What needs to be done » Reproduce the material below line for line with no changes, and omit the pictures from your copy.

Data provided »

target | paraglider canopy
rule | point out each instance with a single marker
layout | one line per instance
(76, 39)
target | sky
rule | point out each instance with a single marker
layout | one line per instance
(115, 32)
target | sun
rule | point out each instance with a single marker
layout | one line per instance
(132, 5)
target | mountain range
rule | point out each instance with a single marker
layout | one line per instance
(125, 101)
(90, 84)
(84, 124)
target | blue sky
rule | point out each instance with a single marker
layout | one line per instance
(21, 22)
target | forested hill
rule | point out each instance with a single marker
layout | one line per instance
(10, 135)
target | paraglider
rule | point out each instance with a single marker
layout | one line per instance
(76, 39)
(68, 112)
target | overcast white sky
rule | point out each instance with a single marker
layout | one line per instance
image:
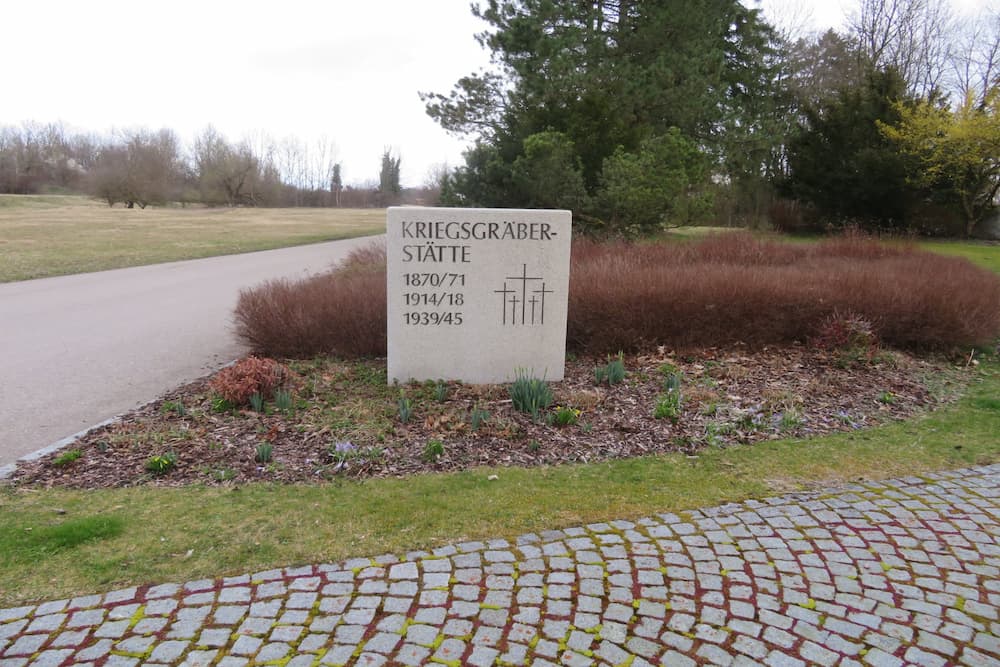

Result below »
target | paraglider canopy
rule | point out each instance with a single marker
layout | one line per instance
(76, 39)
target | sky
rule | point out each instance with a single marker
layout | one line per instance
(115, 32)
target | sun
rule | point out each instance with a single marker
layout | one line per instance
(132, 5)
target | mountain range
rule | point out each instance with a single marker
layout | one line per instance
(125, 101)
(90, 84)
(84, 124)
target | blue sky
rule | point out each instance with a single marker
layout | one line per instance
(21, 22)
target | forested hill
rule | point out each instance with a single marker
layout | one line per instance
(10, 135)
target | paraglider
rule | point out each instance with a single marker
layout | one line per instance
(76, 39)
(68, 112)
target | overcast white sky
rule | point out each instance with a single marker
layout | one line per instance
image:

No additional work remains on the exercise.